● Texto del ejercicio
================
Cuando estaba en el bachillerato, me enfermaba de gripe cada año durante cierta temporada. Estaba agradecida de haber asistido a la Escuela Dominical de la Ciencia Cristiana y sabía orar cada vez que esto sucedía. Había aprendido que Dios es el Amor divino, y sabía, por supuesto, que el Amor nunca me dejaría sufrir. Cada vez, al orar y sentir más del cuidado del Amor por mí, me liberaba rápidamente de todos los síntomas.
Entonces un año me di cuenta de algo: no tenía que seguir sufriendo una temporada de gripe tras otra. En cambio, podía negarme a aceptar dos sugestiones agresivas fundamentales que eran la base de este problema: La primera, que la enfermedad existe. Y la segunda, que la misma podía tener un ciclo o temporada, incluso un comienzo y un fin.
================
● Material proporcionado
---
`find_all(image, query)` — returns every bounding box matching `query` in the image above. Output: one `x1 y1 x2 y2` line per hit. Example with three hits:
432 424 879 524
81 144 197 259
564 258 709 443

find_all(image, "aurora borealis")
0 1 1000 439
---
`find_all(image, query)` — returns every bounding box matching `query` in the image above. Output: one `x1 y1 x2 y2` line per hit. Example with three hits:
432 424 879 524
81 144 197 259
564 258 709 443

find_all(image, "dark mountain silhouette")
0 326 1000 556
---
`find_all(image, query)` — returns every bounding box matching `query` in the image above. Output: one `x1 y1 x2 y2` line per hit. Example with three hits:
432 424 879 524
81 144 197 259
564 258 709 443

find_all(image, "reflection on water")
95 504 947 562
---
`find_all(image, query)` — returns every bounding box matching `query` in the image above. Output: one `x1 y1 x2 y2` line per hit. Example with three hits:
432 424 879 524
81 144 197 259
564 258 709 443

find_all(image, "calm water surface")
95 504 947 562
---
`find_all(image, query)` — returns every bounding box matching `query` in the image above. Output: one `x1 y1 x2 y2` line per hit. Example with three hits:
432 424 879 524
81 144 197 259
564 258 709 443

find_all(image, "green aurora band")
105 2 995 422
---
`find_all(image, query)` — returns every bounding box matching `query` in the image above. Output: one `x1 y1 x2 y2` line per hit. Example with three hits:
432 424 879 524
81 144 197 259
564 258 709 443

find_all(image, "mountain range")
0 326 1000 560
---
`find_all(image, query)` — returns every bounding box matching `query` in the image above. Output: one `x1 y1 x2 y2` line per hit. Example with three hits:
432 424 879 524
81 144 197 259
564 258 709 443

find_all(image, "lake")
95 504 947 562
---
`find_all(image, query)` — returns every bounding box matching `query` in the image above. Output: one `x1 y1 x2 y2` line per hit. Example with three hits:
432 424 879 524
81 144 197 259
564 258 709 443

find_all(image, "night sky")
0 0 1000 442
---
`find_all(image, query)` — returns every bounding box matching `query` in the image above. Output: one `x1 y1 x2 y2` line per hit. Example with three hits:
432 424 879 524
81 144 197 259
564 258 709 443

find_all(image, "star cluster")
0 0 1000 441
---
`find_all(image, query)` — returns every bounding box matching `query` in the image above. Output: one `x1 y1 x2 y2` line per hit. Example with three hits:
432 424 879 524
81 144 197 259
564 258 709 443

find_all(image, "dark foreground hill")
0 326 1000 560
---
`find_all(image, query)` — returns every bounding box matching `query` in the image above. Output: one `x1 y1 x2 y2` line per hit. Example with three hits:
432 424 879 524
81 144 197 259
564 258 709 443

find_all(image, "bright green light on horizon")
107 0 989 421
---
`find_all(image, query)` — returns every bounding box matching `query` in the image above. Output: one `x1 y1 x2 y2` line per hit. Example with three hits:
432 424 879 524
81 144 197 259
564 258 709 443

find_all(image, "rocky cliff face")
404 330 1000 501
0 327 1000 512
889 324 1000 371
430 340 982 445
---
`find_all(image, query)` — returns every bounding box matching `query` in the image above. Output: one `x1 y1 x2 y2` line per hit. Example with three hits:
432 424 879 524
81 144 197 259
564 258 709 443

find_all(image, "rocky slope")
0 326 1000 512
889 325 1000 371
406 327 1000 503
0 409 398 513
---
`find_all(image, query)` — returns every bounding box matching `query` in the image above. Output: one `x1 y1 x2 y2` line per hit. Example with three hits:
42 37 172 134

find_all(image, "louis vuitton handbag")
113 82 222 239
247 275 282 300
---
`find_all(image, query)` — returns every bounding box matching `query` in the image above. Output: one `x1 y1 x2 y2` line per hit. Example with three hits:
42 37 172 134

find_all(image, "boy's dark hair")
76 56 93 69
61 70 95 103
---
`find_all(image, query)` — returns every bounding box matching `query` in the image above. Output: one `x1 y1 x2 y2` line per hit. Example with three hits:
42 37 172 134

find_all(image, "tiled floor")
================
Prosigue el relato sobre la gripe a partir de su última oración, en primera persona y con el mismo tono.

● Resultado de la tarea
Había aprendido que la Biblia dice que Dios lo creó todo y lo hizo muy bueno. Y esto significaba que como la enfermedad no es buena, Dios nunca podría haberla hecho. Él nunca crea nada dañino. Y como la enfermedad no tiene comienzo, tampoco puede repetirse ni tener un ciclo, por lo que no podía tener ningún poder o presencia en mi vida.